**Exercise directions:**
Your answer should consist of the lines holding "grass", copied from the material below.

**Exercise inputs:**
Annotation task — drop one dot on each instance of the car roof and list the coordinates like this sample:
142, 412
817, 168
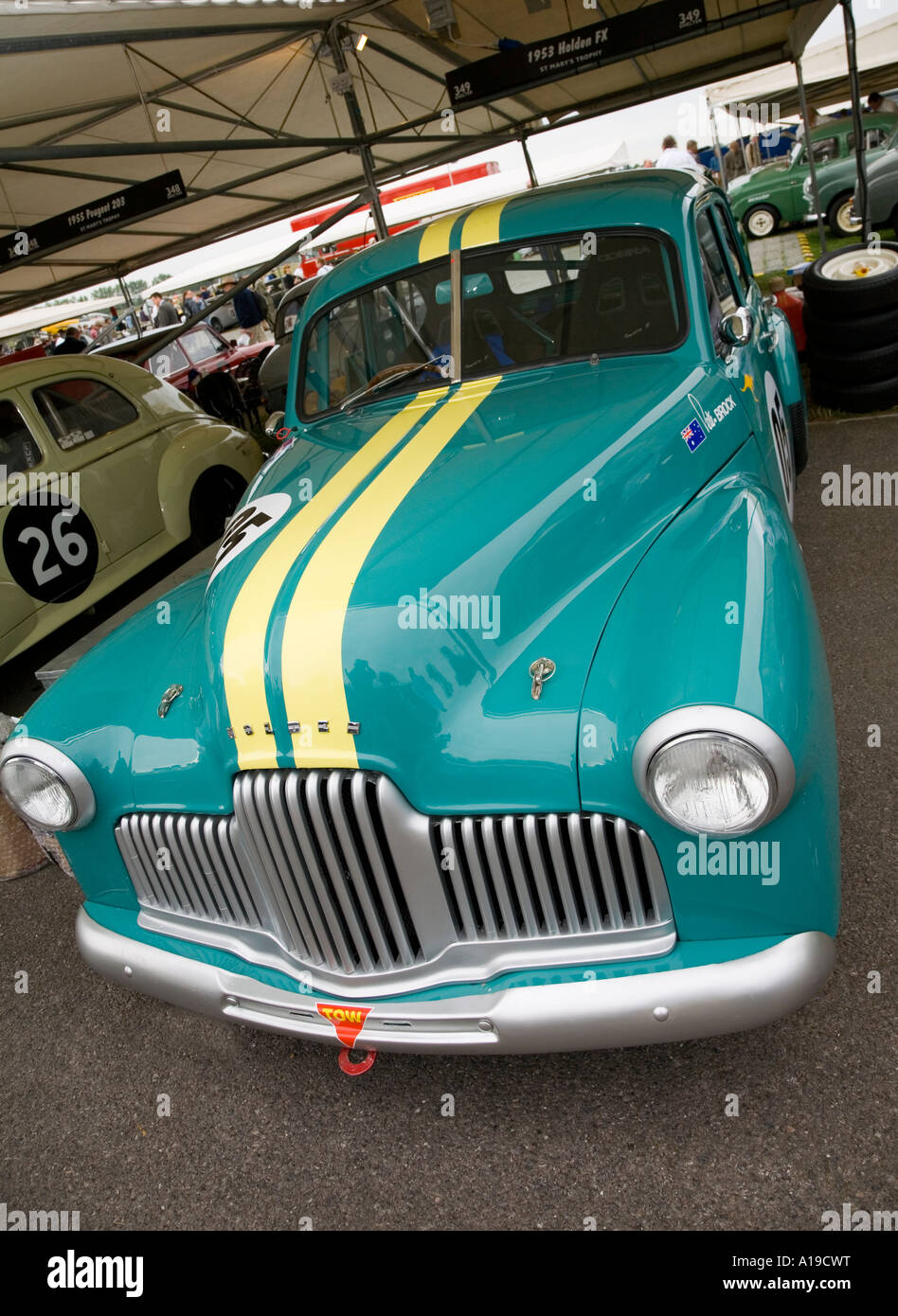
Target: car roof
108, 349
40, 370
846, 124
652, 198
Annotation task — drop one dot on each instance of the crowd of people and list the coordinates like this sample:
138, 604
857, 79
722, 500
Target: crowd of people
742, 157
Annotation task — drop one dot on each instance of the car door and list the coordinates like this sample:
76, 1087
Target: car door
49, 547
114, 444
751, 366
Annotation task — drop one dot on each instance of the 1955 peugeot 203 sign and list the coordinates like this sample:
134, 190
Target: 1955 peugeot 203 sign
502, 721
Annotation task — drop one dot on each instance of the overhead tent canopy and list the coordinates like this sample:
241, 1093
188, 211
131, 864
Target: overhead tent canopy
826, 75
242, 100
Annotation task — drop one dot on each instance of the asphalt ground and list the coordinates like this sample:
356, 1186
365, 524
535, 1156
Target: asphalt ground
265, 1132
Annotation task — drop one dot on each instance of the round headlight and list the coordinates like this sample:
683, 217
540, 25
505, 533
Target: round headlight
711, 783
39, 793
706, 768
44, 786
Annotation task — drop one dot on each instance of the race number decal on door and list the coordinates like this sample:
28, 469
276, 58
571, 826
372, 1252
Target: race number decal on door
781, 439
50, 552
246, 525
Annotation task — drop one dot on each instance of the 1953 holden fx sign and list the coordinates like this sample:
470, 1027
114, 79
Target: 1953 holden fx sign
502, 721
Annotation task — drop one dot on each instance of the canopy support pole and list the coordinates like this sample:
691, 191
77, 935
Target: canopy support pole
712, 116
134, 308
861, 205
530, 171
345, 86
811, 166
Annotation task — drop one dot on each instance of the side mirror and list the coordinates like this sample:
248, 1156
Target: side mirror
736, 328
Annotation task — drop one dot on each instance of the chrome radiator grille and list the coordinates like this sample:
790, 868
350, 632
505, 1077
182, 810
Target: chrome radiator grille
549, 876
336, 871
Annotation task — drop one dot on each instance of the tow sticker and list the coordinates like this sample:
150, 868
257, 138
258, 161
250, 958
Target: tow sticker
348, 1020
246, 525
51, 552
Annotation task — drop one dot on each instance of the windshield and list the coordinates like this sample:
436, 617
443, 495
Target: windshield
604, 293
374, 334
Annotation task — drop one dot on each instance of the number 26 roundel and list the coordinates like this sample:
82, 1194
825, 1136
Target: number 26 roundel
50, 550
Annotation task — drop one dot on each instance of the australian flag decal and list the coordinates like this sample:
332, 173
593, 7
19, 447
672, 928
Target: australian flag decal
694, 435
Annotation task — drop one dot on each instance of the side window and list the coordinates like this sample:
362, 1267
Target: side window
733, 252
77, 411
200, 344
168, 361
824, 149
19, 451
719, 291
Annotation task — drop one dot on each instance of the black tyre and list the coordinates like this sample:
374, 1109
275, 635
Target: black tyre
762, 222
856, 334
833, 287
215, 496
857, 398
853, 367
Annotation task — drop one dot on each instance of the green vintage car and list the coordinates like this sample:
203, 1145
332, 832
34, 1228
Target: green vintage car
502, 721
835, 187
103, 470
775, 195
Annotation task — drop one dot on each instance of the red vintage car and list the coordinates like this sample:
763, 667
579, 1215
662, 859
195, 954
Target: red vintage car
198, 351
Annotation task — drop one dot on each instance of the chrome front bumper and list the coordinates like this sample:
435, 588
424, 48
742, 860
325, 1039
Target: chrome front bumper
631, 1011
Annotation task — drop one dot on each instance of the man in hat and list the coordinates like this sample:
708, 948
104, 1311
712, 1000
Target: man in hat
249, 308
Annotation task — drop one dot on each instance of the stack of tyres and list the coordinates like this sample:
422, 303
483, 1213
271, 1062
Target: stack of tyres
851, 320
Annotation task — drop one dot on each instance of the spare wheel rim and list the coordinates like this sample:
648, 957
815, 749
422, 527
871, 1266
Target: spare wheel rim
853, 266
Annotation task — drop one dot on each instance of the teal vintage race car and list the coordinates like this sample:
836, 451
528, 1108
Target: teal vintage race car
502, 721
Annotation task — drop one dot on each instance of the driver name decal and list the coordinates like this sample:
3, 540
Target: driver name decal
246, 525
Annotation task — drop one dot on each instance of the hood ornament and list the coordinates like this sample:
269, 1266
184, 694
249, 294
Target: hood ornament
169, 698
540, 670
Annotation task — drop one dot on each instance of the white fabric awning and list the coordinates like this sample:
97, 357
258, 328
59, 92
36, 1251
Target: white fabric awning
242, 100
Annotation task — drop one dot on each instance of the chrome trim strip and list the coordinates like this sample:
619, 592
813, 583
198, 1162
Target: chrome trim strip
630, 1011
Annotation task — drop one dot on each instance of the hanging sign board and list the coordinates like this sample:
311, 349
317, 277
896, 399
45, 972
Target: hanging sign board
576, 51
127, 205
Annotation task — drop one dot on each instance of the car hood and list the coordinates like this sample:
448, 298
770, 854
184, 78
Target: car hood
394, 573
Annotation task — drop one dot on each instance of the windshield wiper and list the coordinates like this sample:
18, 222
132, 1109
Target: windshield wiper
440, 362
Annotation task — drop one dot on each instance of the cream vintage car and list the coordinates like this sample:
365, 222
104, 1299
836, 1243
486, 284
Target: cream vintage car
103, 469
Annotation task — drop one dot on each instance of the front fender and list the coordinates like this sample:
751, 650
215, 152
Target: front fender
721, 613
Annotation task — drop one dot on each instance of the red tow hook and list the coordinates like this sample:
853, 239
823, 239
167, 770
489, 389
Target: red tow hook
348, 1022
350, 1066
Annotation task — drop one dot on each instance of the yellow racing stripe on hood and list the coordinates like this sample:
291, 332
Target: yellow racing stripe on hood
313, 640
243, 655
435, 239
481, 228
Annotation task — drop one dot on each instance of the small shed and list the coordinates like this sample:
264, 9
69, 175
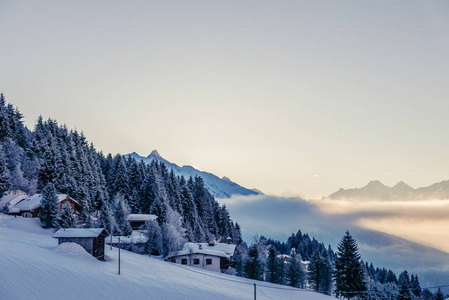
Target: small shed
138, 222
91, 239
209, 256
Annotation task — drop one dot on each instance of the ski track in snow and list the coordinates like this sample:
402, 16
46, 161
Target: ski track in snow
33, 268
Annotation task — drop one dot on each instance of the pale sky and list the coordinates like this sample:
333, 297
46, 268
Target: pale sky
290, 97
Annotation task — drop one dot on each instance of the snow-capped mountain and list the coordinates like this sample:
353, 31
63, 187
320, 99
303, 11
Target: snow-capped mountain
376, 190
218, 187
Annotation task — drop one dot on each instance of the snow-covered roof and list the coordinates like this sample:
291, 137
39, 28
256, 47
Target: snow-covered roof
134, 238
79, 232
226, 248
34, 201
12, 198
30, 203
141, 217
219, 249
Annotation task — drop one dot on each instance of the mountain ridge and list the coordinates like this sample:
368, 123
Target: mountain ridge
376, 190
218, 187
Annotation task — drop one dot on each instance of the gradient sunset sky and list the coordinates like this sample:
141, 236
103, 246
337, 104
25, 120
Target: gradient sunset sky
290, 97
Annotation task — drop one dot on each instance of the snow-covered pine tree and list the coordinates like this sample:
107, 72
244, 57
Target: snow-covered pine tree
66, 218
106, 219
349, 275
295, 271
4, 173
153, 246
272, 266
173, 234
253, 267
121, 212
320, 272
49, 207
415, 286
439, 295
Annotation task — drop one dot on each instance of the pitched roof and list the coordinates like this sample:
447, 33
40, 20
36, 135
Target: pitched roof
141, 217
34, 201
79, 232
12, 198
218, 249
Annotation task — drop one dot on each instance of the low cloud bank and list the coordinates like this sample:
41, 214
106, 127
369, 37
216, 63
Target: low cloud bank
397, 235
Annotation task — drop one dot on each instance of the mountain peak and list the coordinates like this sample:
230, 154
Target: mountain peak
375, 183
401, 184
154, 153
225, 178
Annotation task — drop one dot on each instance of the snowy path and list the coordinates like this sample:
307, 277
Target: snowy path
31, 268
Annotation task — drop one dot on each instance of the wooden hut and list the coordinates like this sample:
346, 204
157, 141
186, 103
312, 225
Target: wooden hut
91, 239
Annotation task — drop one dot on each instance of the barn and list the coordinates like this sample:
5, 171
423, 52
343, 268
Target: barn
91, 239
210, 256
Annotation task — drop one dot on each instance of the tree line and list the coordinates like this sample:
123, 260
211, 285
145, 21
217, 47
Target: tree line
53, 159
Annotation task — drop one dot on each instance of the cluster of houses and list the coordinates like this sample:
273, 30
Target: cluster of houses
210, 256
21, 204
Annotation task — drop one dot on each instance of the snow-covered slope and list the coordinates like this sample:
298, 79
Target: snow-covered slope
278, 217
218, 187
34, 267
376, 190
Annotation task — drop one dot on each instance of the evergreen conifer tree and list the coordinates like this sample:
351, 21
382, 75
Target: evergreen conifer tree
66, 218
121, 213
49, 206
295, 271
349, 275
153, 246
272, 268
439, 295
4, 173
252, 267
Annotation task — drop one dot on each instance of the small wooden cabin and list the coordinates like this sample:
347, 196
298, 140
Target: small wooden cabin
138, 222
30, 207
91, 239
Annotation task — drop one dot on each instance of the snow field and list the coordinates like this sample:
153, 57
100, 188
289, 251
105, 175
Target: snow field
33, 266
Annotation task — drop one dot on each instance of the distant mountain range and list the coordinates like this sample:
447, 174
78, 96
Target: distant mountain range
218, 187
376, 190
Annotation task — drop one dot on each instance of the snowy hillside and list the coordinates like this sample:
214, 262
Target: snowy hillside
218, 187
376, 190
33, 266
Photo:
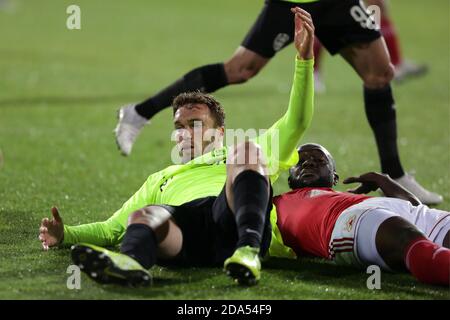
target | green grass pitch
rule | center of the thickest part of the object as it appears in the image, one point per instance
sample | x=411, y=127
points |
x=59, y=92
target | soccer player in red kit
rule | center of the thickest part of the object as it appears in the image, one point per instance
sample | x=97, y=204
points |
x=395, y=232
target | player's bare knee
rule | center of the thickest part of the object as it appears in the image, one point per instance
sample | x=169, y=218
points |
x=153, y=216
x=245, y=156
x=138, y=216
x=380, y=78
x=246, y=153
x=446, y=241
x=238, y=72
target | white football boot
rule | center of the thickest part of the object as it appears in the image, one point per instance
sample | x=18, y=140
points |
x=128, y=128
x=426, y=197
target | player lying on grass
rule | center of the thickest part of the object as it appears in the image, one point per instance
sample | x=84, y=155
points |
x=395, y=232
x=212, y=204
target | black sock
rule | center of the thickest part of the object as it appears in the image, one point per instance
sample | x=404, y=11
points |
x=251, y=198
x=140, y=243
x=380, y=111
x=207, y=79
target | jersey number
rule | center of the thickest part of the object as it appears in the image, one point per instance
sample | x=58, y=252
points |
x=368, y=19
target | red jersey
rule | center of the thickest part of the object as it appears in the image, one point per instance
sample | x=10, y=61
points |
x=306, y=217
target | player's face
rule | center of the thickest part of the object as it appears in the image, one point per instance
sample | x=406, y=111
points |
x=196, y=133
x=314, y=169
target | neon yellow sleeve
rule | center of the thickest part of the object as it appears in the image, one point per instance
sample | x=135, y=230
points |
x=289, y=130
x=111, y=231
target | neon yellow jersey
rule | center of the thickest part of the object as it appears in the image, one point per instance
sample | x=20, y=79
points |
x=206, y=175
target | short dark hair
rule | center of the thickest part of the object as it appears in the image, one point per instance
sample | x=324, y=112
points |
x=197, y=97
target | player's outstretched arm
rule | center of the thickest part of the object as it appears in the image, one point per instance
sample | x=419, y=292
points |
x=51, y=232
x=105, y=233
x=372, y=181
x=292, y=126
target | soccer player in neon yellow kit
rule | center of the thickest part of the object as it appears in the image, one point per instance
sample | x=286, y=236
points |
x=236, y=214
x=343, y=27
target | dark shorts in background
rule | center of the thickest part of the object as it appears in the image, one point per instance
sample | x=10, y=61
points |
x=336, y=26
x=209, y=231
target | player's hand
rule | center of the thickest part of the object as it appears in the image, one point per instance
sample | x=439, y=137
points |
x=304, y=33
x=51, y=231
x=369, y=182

**Result for this task:**
target | green grass pitch
target | player lying on grass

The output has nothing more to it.